Tasks to complete:
A. List every quantity given in tonnes in the article on household food waste.
B. Swap "businesses" for "companies" and give the article on household food waste again, covering the stretch from "Since 2006/07, household" through "British Retail Consortium.".
C. According to the article on household food waste, what value of edible food is the UK still throwing away?

Excerpt:
[Start of Attachment]
Household food waste falls

Household food waste has fallen by 13%, but the UK is still throwing away £12bn of edible food.

 

 

Since 2006/07, household food waste has fallen from 8.3 million tonnes to 7.2 million tonnes a year. However, the vast amounts of edible food waste ending up in bins leaves a “big job” to be done.

 

The results were published at the Waste & Resources Action Programme’s (WRAP) annual conference where chief executive Liz Goodwin remarked on the contribution the organisation has made to help businesses and families cut waste.

 

Key themes in the conference included food waste and better recycling services for businesses, both priorities for Wrap going forward.

 

Progress among the food retailers to engage on food waste issues and support WRAP’s ‘Love Food Hate Waste’ campaign to help people waste less were highlighted by the British Retail Consortium.

 

Next year more foodservice companies are set to get more publicly involved in delivering waste reductions. WRAP is leading discussions on a voluntary agreement for the sector.

 

Writing exclusively in October’s Foodservice Footprint, WRAP’s head of food and drink, Andy Dawe, said responsibility for the food being wasted does not sit solely on the doorsteps of UK homes.

 

“The hospitality industry has a considerable role to play too. Taking responsibility for actions through agreed targets set out in voluntary agreements has proved incredibly successful across a wide variety of industries. Any successful agreement needs the commitment of the industry itself, which is why we’re always keen for sector players to engage with us.”

 

According to WRAP, the hospitality sector produces 3.4 million tonnes of waste, of which 1.6 million tonnes is recycled, re-used or composted. That leaves almost 1.5 million tonnes, which is thrown away mainly to landfill.
[End of Attachment]
Material shown:
[Start of Attachment]
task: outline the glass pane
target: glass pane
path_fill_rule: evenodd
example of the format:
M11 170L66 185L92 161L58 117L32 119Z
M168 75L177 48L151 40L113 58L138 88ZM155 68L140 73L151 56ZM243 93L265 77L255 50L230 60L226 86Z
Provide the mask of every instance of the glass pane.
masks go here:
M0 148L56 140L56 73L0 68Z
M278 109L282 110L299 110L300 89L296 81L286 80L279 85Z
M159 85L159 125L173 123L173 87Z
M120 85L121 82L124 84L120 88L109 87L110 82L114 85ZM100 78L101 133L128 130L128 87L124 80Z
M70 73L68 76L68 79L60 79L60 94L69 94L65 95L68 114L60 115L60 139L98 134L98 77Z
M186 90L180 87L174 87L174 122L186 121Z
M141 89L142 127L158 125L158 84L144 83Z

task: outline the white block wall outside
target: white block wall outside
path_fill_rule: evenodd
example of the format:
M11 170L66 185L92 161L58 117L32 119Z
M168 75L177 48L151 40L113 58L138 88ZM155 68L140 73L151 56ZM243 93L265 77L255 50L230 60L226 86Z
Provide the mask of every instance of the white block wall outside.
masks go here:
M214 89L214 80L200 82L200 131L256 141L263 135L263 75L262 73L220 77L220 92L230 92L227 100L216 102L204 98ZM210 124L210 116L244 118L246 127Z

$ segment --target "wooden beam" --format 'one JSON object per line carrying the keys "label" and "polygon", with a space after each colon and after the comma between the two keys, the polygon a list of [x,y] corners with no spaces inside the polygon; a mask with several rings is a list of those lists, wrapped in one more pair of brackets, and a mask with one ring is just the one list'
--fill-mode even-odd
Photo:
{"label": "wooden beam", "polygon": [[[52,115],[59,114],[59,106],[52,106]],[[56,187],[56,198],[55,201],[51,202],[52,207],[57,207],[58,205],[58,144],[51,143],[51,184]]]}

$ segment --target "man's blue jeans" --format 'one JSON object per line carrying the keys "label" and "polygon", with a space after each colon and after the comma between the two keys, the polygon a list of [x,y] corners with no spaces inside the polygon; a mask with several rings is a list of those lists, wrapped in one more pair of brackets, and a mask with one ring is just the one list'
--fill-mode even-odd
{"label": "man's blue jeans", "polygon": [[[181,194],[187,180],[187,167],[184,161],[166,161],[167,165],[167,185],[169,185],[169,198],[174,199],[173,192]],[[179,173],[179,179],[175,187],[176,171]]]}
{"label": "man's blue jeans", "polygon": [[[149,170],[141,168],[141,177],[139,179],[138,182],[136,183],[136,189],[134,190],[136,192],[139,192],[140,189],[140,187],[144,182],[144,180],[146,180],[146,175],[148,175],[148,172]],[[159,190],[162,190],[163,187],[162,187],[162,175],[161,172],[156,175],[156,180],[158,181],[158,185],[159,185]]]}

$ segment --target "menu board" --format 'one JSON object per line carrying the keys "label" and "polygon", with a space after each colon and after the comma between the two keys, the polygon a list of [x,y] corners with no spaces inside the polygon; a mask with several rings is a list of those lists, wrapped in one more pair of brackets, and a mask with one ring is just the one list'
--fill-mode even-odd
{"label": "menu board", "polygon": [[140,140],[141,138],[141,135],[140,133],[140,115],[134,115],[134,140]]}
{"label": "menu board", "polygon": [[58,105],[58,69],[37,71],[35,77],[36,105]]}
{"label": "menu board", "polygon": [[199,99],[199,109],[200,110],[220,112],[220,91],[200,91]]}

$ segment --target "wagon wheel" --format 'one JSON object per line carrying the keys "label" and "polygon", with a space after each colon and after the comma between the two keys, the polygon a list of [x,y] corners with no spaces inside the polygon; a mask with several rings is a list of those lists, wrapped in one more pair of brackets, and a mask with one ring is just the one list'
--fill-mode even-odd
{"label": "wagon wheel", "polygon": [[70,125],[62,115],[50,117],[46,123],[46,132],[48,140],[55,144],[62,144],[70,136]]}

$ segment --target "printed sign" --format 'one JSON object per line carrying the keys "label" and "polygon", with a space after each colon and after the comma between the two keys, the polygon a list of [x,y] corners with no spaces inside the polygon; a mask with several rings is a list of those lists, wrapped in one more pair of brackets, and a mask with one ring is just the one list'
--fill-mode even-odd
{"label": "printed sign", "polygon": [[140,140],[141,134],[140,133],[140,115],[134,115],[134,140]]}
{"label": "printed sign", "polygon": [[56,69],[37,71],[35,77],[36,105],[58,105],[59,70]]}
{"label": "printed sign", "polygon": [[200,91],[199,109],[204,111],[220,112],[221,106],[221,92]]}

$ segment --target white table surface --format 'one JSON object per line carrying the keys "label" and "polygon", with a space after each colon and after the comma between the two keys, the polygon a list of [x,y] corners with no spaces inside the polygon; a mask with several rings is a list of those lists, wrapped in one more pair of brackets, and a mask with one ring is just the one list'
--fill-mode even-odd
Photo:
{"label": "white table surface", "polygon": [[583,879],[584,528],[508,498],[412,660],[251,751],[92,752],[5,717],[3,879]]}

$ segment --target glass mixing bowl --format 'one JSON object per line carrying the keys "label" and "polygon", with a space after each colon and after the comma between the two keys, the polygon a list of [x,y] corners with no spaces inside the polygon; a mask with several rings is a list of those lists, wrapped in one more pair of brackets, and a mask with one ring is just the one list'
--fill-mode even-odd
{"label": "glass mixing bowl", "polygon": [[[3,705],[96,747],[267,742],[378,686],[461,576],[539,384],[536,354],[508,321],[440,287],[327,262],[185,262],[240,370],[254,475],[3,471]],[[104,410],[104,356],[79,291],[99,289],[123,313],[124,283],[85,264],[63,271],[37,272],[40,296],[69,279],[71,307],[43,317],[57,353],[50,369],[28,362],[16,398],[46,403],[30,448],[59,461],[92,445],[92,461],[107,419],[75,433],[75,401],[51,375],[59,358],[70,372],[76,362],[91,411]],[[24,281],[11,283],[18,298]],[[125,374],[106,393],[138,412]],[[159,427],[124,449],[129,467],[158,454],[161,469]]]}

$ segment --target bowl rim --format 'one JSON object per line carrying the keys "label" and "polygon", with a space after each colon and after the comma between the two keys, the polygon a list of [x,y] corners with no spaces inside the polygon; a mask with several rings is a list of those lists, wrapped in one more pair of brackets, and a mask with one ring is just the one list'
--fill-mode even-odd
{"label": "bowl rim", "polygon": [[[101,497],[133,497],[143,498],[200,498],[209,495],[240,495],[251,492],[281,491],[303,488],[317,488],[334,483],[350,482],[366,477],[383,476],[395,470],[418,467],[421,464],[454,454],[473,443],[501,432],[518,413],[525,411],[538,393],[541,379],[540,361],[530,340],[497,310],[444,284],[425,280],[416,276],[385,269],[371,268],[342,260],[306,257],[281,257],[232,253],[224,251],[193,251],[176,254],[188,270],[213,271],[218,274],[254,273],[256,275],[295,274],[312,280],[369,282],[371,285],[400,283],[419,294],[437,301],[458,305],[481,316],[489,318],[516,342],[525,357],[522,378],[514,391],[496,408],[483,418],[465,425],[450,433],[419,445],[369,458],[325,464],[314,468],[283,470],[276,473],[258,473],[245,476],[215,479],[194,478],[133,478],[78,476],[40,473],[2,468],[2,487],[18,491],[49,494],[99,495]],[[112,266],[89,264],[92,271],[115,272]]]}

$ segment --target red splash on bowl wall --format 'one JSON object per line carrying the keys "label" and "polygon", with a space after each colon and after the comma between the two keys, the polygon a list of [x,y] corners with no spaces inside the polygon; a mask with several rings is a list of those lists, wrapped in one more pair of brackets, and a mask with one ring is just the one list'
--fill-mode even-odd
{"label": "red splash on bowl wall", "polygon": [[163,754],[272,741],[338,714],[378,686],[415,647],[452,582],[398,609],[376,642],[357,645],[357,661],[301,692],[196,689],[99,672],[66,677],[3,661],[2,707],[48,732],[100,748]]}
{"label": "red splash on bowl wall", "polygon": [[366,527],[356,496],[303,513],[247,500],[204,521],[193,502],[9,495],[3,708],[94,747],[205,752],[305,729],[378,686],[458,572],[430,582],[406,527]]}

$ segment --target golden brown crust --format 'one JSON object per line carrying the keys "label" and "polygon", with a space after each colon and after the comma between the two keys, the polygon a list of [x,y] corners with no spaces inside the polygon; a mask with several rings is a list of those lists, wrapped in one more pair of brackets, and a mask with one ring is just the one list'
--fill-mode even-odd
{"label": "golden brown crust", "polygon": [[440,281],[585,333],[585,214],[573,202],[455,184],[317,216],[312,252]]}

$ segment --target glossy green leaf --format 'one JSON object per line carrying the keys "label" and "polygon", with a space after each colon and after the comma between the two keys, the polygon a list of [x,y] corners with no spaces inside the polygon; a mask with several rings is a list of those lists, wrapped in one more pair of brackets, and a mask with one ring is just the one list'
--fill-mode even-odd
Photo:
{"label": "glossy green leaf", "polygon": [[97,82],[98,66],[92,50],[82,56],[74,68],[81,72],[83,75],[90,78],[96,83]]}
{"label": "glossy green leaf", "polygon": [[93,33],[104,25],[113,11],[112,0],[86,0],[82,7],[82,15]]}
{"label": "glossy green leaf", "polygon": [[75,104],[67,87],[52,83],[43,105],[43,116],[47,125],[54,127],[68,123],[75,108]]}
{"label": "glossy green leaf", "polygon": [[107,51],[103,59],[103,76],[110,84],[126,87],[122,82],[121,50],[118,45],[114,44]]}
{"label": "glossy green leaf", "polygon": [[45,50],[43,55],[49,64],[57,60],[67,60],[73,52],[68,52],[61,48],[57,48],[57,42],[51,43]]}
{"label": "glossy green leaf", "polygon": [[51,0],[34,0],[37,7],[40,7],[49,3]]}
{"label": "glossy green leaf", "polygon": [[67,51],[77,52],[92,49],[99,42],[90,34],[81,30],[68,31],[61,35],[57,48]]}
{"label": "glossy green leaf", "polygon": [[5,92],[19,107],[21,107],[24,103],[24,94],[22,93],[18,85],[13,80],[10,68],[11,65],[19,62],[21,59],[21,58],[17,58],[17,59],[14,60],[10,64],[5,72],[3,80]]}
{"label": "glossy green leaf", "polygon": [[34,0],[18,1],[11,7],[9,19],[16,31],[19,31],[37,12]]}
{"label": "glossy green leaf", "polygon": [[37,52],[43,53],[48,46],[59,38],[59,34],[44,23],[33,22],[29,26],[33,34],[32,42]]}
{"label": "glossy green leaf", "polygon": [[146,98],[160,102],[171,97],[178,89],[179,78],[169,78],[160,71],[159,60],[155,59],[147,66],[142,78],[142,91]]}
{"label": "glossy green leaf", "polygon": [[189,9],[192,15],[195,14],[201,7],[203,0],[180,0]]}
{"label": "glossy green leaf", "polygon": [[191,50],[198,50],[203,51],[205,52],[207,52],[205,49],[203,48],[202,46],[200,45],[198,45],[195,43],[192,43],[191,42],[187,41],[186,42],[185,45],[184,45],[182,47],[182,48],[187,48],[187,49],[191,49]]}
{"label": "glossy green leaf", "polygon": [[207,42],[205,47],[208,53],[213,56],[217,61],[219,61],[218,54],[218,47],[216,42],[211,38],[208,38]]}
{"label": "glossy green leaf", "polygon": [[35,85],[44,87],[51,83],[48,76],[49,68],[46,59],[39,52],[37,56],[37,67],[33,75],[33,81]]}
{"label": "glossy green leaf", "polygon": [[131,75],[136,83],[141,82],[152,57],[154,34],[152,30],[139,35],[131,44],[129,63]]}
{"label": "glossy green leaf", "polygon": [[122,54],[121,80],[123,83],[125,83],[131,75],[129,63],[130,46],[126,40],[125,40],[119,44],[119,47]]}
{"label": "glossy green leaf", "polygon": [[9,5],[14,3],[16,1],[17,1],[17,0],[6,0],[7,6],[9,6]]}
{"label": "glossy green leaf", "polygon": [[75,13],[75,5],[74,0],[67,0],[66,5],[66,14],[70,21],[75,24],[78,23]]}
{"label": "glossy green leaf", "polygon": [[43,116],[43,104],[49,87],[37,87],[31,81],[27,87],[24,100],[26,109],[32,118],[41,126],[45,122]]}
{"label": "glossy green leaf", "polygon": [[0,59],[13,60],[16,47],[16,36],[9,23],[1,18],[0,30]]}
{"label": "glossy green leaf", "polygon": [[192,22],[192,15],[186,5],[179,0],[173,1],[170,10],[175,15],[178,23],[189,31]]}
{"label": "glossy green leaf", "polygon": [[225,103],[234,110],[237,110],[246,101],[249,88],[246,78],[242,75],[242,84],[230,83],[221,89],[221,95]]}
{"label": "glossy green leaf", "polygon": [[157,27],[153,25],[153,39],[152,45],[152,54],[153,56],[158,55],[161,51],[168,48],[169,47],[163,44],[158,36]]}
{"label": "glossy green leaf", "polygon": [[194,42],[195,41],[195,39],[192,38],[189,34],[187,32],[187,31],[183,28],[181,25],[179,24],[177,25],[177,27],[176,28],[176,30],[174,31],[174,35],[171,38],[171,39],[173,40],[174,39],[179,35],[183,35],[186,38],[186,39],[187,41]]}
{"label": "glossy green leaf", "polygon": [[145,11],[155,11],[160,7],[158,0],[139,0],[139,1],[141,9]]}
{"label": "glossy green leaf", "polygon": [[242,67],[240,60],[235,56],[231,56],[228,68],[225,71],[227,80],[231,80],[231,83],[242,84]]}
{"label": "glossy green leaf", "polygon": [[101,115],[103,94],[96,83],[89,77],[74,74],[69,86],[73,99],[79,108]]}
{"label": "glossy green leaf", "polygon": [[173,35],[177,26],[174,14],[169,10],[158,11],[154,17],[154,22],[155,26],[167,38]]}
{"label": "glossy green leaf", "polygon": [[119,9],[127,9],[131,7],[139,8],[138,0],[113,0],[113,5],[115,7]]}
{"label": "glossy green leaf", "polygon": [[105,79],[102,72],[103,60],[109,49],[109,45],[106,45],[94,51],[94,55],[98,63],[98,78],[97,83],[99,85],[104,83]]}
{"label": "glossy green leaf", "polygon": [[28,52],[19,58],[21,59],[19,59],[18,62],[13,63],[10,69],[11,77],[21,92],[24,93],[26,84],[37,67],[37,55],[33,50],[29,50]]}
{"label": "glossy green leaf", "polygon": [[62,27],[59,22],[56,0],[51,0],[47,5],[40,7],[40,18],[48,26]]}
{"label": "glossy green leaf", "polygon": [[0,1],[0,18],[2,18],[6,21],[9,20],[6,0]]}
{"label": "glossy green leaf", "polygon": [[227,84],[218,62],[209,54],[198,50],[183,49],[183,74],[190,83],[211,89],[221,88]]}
[End of Attachment]
Task solutions:
A. 8.3 million tonnes; 7.2 million tonnes; 3.4 million tonnes; 1.6 million tonnes; almost 1.5 million tonnes

B.
Since 2006/07, household food waste has fallen from 8.3 million tonnes to 7.2 million tonnes a year. However, the vast amounts of edible food waste ending up in bins leaves a “big job” to be done.

 

The results were published at the Waste & Resources Action Programme’s (WRAP) annual conference where chief executive Liz Goodwin remarked on the contribution the organisation has made to help companies and families cut waste.

 

Key themes in the conference included food waste and better recycling services for companies, both priorities for Wrap going forward.

 

Progress among the food retailers to engage on food waste issues and support WRAP’s ‘Love Food Hate Waste’ campaign to help people waste less were highlighted by the British Retail Consortium.

C. £12bn